(Photo-based referring expression data)
☆ ☆ ☆
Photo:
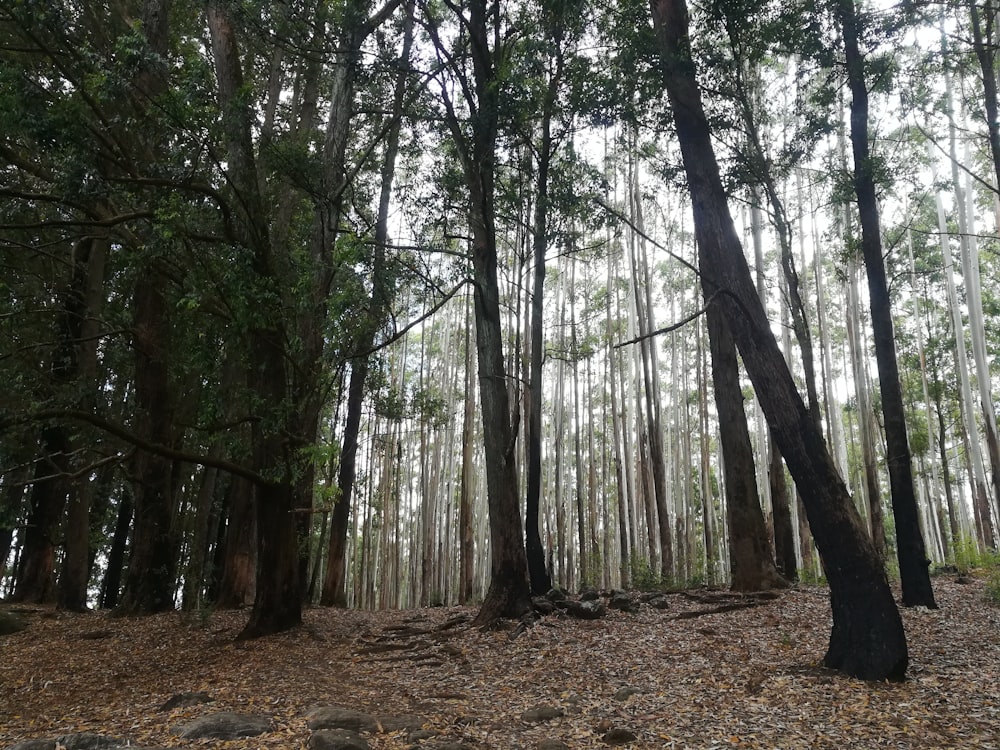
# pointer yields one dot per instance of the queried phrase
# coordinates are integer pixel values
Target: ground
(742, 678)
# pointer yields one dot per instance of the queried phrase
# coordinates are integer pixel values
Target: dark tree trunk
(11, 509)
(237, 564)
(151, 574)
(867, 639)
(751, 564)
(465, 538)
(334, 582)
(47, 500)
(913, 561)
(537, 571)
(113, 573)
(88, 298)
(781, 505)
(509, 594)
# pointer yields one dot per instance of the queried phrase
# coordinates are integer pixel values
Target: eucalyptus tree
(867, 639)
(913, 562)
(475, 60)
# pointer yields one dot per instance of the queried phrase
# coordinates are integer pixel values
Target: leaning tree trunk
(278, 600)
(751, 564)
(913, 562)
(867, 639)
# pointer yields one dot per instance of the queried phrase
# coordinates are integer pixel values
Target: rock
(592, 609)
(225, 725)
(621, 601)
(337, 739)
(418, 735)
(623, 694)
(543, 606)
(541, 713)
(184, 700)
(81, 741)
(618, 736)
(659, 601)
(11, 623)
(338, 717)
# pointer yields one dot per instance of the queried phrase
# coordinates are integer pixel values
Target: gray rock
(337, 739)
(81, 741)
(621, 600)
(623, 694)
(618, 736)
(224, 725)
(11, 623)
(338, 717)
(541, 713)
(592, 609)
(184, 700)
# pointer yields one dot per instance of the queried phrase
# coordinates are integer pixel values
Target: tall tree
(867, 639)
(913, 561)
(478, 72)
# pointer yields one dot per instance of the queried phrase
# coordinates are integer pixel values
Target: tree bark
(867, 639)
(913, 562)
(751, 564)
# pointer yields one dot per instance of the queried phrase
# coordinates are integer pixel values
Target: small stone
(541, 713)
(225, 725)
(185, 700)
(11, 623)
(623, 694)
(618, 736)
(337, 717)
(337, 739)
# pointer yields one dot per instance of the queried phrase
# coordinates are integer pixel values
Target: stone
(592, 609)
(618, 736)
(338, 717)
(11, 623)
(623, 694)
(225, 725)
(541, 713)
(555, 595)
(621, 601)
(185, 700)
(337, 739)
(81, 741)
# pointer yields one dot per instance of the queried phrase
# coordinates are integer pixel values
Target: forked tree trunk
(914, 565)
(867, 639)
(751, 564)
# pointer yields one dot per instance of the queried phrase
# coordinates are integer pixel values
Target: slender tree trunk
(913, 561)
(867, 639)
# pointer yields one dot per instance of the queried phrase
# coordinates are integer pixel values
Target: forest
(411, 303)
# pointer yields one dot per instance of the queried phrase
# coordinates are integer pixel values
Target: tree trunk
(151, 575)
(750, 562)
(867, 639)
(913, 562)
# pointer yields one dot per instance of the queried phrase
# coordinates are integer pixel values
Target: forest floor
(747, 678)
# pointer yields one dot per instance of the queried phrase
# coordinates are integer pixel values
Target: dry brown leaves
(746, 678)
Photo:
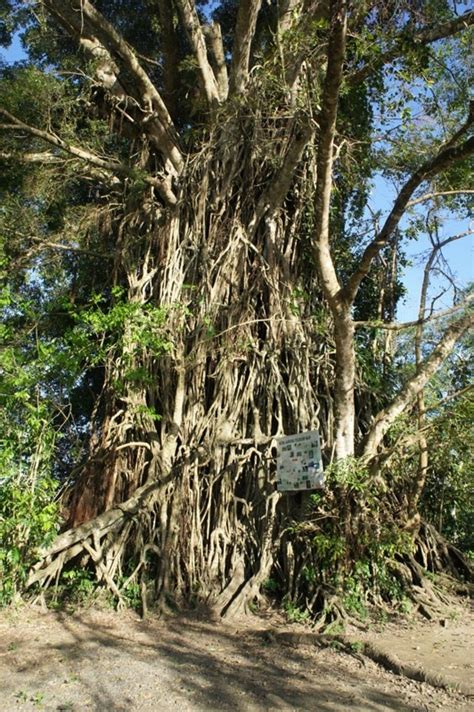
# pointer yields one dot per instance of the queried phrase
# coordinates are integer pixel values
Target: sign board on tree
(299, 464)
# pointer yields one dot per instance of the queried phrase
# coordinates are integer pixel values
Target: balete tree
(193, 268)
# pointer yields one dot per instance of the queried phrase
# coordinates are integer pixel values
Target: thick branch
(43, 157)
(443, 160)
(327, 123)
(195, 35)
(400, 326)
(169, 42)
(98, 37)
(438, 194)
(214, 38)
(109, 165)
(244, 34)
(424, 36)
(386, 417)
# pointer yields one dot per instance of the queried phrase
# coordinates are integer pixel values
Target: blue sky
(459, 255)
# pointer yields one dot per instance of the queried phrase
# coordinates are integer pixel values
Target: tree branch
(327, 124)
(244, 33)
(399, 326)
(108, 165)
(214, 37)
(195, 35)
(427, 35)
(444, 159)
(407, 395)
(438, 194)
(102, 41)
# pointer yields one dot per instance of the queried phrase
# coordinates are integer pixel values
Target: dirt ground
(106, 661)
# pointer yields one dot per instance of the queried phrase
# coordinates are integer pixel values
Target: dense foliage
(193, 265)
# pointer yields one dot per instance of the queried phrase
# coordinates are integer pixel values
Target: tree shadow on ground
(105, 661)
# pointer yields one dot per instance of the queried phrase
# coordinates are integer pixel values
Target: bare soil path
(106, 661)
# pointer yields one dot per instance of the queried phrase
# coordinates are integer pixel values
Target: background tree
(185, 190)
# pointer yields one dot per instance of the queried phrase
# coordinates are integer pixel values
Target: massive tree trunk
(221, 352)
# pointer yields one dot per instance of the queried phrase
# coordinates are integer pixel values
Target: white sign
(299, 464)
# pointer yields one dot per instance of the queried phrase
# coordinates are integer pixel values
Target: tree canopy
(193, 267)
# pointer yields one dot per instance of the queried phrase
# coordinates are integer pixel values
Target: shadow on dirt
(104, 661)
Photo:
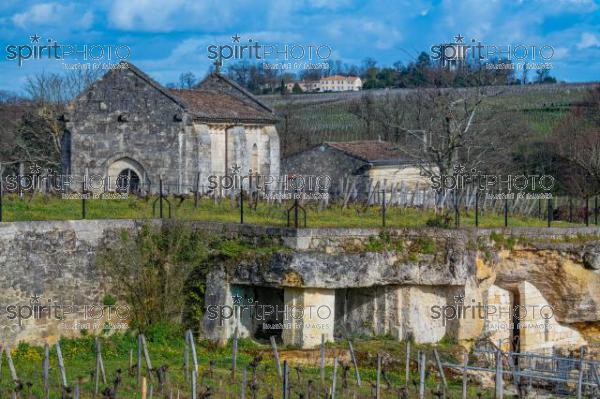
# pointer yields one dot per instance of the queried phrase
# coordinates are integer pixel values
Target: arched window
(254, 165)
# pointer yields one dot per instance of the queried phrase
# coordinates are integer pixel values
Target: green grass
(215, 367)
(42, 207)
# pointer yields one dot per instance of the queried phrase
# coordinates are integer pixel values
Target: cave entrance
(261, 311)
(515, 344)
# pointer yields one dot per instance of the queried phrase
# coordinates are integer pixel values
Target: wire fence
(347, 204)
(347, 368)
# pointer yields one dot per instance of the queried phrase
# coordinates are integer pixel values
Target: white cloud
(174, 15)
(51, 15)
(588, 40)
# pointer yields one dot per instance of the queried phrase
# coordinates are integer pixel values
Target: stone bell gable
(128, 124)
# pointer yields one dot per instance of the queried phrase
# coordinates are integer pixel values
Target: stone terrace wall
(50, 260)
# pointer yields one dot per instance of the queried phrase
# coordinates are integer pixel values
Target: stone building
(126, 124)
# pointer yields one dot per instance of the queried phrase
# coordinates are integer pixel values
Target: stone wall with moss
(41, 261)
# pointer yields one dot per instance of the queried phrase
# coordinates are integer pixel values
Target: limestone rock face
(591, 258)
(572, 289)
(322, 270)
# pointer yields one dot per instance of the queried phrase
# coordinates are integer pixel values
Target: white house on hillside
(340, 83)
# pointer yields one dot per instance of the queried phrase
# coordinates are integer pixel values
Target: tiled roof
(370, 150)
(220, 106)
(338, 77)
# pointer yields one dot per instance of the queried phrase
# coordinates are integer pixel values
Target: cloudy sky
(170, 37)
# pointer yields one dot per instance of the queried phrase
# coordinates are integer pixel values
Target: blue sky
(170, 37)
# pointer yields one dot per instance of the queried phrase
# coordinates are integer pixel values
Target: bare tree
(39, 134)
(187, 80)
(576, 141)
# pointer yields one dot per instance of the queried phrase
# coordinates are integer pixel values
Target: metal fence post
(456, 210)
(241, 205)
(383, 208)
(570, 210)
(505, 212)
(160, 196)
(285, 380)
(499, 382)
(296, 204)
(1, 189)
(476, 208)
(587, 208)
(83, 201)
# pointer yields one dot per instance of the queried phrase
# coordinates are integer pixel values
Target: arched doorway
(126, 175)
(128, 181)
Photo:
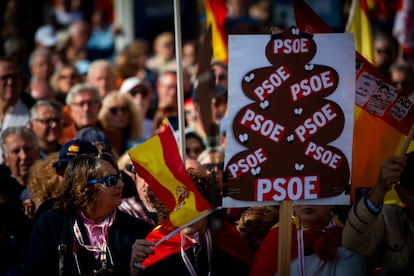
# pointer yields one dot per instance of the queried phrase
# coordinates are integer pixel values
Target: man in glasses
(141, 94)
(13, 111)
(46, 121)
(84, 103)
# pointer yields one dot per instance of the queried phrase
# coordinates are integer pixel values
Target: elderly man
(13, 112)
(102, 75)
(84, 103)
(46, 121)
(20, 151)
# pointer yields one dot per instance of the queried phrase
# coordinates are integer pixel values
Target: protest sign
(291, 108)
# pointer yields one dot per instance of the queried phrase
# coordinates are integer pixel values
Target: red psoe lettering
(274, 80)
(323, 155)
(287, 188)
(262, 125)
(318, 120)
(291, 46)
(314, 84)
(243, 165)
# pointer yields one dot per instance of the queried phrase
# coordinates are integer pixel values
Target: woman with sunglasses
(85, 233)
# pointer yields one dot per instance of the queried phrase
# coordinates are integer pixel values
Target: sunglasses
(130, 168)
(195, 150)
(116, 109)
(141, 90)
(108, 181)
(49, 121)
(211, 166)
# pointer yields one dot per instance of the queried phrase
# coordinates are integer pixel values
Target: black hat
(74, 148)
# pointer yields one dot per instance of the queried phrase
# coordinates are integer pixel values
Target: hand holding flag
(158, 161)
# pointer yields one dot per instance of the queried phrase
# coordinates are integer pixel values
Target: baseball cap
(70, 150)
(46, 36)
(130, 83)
☆ ☆ ☆
Reproduce exactly, with nothing added, the lines from the one that contains "Target: hand holding flag" to the end of the data.

**Written answer:**
Target: hand holding flag
(158, 161)
# pointer yields one dot per instance of the queried phrase
# coordinates are integer pixel values
Target: baseball cap
(70, 150)
(46, 36)
(130, 83)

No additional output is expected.